▶ _TRY IT_
Could you restate the genome annotation section, starting with "Gene functions were" and going on through "for each gene.", but change "SwissProt" to "Swiss-Prot"?

▶ _EXCERPT PROVIDED_
2.3 Genome annotation
Structural annotation of the genome incorporates ab initio prediction, homology-based prediction, and RNA-Seq assisted prediction. For gene predication based on Ab initio, Augustus (v3.2.3) (Hoff & Stanke, 2019), GeneID (v1.4) (Parra, Blanco, & Guigo, 2000), Genescan (v1.0) (Aggarwal & Ramaswamy, 2002), GlimmerHMM (v3.04) (Majoros, Pertea, & Salzberg, 2004), and SNAP (2013-11-29) (Korf, 2004) were used in our automated gene prediction pipeline. Six species, Litopenaeus vannamei , Hyalella azteca , Eurytemora affinis ,Daphnia pulex , Drosophila hydei, and Bombyx mori , were used for homology-based prediction. Sequences of homologous proteins were downloaded from Ensembl and NCBI. Protein sequences were aligned to the genome using tBLASTn (v2.2.26; E-value ≤ 1e−5), and then the matching proteins were aligned to the homologous genome sequences for accurately spliced alignments using GeneWise (v2.4.1) software (Birney, Clamp, & Durbin, 2004). To optimize the genome annotation, the RNA-Seq reads from different tissues (NCBI BioProject: PRJNA558194) were aligned to the genome. Hierarchical indexing for spliced alignment of transcripts (HISAT; v2.0.4) (Kim, Langmead, & Salzberg, 2015) and TopHat (v2.0.11) (Cole Trapnell, Pachter, & Salzberg, 2009) were used with default parameters to identify exons and splice positions. The alignment results were then used as input for Stringtie (v1.3.3) (Pertea et al., 2015) and Cufflinks (v2.2.1) (C. Trapnell et al., 2010) with default parameters for genome-based transcriptome assembly.
Gene functions were assigned according to the best match by aligning the protein sequences to the SwissProt database using BLASTp (Altschul et al., 1997) (E-value ≤ 1e−5). The motifs and domains were annotated using InterProScan70 (v5.31) (Mulder & Apweiler, 2007) by searching against publicly available databases, including ProDom, PRINTS, Pfam, simple modular architecture research tool (SMART), PANTHER and PROSITE. The GO IDs for each gene were assigned according to the corresponding InterPro entry. We also mapped the gene set to the KEGG pathway database and identified the best match for each gene.

▶ _SUPPLIED DATA_
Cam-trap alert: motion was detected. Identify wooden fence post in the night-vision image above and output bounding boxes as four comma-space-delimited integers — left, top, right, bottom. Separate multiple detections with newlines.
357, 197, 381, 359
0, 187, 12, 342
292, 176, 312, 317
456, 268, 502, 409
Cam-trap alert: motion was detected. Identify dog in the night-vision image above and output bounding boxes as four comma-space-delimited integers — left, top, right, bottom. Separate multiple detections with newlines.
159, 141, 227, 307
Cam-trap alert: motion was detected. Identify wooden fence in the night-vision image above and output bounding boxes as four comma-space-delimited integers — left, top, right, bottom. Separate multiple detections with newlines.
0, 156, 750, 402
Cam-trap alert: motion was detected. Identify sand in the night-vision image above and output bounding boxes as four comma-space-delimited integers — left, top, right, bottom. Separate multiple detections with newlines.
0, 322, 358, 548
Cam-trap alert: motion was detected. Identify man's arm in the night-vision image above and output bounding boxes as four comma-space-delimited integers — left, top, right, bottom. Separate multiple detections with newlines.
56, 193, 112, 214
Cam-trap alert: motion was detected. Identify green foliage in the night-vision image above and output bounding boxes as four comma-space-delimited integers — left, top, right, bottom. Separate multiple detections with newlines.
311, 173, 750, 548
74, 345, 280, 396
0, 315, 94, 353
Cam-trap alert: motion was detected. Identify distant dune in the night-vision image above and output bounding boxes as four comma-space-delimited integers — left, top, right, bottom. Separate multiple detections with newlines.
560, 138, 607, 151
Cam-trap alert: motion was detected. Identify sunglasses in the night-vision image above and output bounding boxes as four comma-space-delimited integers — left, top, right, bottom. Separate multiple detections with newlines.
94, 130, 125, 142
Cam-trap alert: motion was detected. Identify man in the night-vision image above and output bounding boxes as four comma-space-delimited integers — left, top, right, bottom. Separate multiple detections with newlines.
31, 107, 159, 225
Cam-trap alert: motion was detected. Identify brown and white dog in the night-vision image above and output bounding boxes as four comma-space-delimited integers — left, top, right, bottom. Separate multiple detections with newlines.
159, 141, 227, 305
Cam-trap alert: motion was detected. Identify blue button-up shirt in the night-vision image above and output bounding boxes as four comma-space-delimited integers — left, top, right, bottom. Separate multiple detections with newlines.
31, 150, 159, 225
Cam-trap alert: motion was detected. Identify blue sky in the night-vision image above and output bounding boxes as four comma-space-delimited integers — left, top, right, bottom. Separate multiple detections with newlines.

▶ _ANSWER SECTION_
Gene functions were assigned according to the best match by aligning the protein sequences to the Swiss-Prot database using BLASTp (Altschul et al., 1997) (E-value ≤ 1e−5). The motifs and domains were annotated using InterProScan70 (v5.31) (Mulder & Apweiler, 2007) by searching against publicly available databases, including ProDom, PRINTS, Pfam, simple modular architecture research tool (SMART), PANTHER and PROSITE. The GO IDs for each gene were assigned according to the corresponding InterPro entry. We also mapped the gene set to the KEGG pathway database and identified the best match for each gene.